Beginning at the line containing "TARGET = man's nose" and continuing to the end of the records below, give each line again exactly as it stands, and only those lines.

··· Dataset rows

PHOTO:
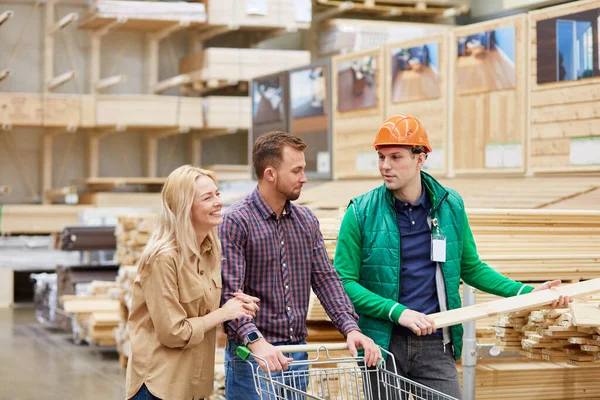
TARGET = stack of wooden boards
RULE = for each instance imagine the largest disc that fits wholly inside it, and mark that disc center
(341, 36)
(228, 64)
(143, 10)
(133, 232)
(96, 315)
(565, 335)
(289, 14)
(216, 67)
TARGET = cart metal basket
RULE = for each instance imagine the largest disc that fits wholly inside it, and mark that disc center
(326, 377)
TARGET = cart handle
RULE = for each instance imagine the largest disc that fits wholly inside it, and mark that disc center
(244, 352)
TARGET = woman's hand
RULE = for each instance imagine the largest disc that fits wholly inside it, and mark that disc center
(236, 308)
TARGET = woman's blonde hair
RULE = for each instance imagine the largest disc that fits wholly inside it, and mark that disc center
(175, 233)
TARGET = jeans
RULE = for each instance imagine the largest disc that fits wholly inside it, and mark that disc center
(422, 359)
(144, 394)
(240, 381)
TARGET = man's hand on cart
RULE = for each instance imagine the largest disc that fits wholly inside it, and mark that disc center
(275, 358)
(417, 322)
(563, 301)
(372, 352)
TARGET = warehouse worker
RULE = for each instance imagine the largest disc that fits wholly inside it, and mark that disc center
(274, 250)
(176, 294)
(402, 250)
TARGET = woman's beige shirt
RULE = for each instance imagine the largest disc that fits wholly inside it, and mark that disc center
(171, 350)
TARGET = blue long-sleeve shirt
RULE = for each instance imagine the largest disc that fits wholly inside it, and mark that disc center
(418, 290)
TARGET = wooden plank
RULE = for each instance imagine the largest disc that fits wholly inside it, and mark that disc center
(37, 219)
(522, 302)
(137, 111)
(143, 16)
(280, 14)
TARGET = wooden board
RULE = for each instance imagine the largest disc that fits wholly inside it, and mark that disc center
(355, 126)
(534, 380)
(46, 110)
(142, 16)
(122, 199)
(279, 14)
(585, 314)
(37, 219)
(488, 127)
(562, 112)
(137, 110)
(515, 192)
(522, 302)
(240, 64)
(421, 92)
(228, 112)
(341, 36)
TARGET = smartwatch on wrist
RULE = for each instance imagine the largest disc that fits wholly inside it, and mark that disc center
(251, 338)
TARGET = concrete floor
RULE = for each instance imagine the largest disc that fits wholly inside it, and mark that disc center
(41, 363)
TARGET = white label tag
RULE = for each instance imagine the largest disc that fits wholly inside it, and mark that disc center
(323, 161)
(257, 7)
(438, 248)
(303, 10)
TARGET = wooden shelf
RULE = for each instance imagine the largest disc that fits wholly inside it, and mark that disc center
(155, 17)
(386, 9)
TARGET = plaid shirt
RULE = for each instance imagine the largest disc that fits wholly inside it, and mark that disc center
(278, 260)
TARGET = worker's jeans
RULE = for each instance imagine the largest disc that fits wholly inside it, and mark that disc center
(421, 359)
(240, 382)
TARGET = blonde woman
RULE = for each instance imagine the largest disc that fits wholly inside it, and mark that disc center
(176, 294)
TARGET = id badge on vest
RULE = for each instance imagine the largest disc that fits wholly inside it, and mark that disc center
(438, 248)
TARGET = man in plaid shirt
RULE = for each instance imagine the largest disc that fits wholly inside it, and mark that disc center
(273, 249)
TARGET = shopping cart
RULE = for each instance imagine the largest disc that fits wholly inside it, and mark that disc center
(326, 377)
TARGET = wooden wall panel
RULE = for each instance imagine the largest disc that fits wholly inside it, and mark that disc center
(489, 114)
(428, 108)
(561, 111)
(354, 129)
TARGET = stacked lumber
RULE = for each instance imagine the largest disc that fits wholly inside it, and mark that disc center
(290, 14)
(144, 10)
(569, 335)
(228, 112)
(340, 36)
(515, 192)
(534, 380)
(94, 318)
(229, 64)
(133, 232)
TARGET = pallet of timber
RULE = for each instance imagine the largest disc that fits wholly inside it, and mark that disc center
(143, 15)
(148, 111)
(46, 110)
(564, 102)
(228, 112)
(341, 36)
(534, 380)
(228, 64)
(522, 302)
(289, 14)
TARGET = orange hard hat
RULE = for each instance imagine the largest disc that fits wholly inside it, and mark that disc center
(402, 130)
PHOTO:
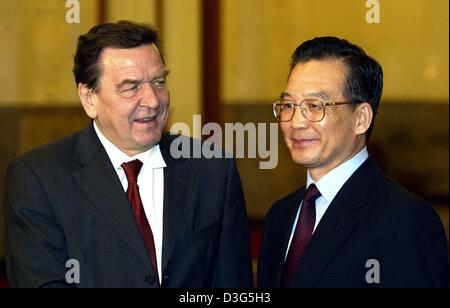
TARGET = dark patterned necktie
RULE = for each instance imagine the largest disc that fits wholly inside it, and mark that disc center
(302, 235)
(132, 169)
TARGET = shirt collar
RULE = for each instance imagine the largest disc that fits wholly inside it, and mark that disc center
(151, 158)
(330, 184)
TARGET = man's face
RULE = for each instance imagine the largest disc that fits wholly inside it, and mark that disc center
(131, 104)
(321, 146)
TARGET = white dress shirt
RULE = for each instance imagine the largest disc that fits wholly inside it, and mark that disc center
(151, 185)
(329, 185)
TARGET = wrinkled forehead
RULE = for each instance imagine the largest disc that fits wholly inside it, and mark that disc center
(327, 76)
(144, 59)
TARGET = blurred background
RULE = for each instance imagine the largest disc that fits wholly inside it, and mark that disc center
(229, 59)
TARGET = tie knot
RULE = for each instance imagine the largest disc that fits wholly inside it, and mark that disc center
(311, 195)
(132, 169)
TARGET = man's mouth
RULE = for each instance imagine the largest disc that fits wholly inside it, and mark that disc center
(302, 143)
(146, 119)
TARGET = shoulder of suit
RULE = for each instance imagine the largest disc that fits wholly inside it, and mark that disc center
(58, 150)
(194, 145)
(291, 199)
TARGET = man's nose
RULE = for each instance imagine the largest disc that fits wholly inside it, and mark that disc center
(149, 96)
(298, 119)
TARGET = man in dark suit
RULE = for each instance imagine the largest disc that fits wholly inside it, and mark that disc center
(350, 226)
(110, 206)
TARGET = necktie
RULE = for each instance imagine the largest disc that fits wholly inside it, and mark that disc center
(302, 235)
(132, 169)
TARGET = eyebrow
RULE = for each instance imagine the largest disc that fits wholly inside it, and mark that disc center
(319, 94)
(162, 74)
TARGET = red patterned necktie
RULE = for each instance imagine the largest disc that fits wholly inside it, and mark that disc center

······

- **Answer to this task**
TARGET = man's nose
RULE = for each instance imagine the largest disc that fits wholly inside it, and mark that disc center
(149, 96)
(298, 119)
TARGET = man in dark suit
RULE = for each instance imagine the largest disc that fits wholly inside it, and mark that disc center
(350, 226)
(110, 206)
TARGET = necktie
RULE = for each instance imagine the largest disc that fits wholly inside it, and mark that disc center
(302, 235)
(132, 169)
TARGET = eyebrow
RULE = for each instance imagine the largest disc that fits wholly inside it, and mark that disc center
(319, 94)
(162, 74)
TARGET = red patterned necktie
RULE = for each instance imagine the largest disc that fits wholly inside it, and mark that disc center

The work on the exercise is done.